■ **What you will do**: Check every line below for the string "purple". Copy the ones that have it.

------------------------------------------------------------------------

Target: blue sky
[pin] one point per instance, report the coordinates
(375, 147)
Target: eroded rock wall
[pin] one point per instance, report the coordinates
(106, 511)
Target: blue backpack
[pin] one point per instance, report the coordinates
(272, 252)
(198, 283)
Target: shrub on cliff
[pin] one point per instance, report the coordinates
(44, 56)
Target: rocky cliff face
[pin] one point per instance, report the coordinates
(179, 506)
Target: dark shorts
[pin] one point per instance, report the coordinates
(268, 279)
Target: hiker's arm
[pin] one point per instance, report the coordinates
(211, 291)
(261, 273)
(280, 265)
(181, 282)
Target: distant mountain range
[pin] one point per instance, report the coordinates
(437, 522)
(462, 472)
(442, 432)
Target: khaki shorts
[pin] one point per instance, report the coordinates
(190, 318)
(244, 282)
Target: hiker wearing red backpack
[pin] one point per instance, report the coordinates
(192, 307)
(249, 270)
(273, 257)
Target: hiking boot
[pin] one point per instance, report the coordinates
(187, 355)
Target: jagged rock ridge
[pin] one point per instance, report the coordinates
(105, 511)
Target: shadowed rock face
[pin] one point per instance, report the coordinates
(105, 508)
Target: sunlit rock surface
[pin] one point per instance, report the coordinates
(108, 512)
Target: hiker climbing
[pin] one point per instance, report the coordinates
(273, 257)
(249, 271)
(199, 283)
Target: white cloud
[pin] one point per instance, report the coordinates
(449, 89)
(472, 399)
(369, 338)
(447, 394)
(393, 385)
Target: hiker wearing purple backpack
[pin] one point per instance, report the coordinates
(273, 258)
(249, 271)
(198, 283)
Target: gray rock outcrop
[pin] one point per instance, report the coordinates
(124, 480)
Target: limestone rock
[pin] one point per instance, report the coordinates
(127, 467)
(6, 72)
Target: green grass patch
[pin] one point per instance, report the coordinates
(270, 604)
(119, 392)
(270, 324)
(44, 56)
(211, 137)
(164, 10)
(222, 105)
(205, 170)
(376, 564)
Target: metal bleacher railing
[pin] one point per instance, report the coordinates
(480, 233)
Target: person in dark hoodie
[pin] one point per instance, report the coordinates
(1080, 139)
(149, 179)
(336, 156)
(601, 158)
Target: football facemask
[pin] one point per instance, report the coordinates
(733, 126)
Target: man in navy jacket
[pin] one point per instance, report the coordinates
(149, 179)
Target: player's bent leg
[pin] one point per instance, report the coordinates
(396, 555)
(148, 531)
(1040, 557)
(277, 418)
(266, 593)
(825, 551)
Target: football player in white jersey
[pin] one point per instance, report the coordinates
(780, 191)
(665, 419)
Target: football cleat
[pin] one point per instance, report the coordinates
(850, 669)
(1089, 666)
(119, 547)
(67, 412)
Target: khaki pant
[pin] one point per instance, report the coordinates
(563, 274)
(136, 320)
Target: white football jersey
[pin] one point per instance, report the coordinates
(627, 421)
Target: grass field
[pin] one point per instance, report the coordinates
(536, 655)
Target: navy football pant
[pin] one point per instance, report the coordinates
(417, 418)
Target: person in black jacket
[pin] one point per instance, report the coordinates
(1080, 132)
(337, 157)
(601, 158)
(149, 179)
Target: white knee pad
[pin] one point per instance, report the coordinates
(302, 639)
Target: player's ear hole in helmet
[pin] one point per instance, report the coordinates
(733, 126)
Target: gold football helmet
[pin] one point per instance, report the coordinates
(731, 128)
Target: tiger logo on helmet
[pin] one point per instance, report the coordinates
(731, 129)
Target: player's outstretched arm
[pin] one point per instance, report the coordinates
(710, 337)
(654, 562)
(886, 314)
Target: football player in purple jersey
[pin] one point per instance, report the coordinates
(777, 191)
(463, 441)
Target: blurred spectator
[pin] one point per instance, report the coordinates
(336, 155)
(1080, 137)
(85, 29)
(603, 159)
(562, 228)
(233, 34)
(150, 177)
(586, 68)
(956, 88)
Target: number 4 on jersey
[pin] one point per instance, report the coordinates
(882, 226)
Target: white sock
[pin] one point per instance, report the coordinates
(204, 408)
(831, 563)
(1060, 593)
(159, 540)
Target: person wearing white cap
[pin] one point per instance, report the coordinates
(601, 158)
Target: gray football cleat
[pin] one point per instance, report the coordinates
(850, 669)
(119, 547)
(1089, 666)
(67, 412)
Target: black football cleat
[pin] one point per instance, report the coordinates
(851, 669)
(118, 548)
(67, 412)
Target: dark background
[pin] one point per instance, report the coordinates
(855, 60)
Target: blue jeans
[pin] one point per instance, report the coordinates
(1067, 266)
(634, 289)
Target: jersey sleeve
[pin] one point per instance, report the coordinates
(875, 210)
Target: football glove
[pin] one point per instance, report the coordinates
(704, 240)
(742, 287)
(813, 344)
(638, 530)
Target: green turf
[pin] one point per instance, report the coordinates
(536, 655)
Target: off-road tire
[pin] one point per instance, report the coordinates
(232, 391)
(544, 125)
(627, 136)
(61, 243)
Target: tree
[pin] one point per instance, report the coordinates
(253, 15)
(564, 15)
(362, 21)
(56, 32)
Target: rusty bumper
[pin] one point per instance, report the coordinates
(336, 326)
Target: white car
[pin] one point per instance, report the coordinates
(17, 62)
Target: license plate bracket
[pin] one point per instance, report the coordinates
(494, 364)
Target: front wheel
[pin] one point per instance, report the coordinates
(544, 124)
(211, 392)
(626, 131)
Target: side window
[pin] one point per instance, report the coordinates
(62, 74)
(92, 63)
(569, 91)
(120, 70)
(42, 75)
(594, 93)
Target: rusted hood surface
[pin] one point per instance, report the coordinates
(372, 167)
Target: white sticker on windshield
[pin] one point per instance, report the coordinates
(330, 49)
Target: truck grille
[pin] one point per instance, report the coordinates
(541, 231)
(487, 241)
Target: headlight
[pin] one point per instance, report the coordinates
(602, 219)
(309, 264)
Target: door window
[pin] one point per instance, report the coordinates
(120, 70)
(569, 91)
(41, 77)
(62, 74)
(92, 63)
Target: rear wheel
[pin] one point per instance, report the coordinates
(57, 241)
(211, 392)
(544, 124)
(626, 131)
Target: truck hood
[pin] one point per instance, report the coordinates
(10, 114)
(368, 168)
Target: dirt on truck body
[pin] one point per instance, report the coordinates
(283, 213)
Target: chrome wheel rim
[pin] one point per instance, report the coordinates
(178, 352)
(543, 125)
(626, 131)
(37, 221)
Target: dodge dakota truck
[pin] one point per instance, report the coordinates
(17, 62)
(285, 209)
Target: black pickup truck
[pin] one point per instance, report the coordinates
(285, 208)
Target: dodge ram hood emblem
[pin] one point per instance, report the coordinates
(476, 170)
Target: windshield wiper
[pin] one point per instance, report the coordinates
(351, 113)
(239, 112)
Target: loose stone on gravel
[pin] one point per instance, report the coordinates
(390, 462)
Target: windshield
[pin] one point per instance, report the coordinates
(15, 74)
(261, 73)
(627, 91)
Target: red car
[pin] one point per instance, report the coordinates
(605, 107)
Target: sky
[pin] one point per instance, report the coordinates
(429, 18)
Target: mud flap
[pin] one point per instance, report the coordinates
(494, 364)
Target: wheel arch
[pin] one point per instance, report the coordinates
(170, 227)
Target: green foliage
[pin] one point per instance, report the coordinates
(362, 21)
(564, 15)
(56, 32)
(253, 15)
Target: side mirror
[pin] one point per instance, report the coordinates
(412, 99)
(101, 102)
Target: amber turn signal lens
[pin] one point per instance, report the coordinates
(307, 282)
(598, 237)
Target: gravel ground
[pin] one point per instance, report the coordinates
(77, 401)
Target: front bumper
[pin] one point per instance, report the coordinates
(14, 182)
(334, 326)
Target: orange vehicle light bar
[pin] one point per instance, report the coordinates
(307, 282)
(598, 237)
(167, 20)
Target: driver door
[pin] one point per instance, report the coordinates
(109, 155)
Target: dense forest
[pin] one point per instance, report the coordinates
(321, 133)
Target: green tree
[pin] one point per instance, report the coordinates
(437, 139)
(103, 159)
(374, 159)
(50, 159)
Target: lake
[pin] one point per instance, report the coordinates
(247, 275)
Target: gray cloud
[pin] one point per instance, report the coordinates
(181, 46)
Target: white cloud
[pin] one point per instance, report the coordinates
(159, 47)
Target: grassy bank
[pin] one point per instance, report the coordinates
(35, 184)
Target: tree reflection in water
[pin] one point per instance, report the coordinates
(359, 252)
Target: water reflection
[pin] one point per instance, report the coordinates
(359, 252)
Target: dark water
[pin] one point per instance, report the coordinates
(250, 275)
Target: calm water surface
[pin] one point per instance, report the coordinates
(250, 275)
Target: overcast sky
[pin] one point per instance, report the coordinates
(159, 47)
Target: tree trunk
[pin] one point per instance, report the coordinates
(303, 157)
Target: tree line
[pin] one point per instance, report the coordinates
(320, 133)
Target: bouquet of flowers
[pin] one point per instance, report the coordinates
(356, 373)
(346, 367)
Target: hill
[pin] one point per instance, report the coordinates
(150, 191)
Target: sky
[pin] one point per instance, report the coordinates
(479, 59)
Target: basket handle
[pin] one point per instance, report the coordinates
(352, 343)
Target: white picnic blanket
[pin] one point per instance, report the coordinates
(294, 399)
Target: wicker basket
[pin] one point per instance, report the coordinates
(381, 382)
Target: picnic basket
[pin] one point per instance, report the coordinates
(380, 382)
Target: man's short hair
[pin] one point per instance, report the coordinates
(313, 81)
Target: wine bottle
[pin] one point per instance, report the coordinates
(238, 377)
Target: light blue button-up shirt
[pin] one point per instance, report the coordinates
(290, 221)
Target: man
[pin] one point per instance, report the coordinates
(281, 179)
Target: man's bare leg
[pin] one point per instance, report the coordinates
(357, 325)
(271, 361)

------------------------------------------------------------------------

■ **Response below**:
Target: hiker wearing purple backpack
Target: football player in purple jersey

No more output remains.